= What the exercise asks =
Rescale the listing from its first line through the line containing "358,279,371,292", inclusive. Write those lines out again, keeping the request text unchanged, and multiply each bounding-box coordinate in the answer by 0.9, rounding to whole numbers with halves rounded up.

(Coordinate annotation entries)
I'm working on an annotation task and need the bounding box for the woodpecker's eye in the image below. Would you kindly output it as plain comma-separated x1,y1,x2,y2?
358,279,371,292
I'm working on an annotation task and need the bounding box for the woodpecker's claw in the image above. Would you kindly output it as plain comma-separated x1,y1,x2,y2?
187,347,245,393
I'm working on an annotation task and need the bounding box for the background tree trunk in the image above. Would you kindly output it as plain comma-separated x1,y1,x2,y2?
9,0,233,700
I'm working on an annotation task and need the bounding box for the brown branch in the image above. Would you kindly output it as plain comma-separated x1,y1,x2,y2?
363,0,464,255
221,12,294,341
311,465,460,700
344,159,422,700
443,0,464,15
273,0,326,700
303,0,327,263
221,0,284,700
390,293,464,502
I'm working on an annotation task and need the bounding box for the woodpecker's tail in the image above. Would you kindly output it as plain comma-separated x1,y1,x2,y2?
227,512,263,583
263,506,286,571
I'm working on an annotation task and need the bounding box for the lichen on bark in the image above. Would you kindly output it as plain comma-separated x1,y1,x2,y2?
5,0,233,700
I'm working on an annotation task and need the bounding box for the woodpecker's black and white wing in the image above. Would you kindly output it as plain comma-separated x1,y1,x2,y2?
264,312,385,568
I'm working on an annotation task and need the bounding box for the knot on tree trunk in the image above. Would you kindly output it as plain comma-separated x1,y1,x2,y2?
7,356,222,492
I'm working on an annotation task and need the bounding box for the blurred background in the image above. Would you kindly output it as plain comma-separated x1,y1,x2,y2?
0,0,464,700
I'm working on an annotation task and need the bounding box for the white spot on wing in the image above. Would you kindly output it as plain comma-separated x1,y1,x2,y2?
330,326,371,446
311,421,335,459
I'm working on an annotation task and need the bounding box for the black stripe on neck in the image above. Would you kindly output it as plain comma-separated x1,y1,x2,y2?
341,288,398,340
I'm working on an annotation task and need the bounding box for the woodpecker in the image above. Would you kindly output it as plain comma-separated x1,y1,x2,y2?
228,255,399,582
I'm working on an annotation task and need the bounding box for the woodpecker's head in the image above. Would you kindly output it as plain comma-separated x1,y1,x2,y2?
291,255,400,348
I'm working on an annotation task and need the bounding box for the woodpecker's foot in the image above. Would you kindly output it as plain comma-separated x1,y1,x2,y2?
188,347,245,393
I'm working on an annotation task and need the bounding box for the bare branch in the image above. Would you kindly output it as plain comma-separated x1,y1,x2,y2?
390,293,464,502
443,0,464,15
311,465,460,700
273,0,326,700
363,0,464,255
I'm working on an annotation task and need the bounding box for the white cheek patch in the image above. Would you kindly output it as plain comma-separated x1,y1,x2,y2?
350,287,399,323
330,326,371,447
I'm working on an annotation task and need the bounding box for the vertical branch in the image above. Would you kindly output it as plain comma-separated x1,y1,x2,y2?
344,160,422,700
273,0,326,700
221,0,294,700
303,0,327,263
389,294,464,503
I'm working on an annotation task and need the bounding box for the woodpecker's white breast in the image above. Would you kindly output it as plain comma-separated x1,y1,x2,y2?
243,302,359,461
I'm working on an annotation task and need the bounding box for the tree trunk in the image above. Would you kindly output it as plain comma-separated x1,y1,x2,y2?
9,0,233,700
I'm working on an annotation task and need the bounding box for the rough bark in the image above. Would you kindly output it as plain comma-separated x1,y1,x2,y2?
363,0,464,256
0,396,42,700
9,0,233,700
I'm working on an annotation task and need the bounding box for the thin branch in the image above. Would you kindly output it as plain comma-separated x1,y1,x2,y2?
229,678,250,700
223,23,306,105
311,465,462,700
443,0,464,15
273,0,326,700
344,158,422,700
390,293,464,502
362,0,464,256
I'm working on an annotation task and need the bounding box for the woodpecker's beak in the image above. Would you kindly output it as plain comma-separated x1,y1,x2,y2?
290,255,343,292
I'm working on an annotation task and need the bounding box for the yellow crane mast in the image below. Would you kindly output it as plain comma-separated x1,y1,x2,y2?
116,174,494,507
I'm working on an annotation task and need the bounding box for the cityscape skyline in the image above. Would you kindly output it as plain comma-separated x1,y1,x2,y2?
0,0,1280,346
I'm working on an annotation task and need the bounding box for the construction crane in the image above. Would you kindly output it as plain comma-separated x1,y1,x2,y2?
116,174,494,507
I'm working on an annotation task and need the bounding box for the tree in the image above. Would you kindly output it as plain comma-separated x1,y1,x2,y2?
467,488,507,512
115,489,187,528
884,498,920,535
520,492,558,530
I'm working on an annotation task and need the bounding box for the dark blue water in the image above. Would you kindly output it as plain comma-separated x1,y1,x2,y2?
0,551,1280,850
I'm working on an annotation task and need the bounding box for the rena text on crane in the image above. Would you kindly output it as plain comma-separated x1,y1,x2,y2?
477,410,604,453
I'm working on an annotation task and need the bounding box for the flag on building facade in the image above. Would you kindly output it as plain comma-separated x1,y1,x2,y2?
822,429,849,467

= Exercise answer =
I'm working on an annotation task and need the bounding box for the woodpecker's eye in the image below. Would you kindly output it as plain comma-separated x1,y1,x2,y2?
322,251,334,263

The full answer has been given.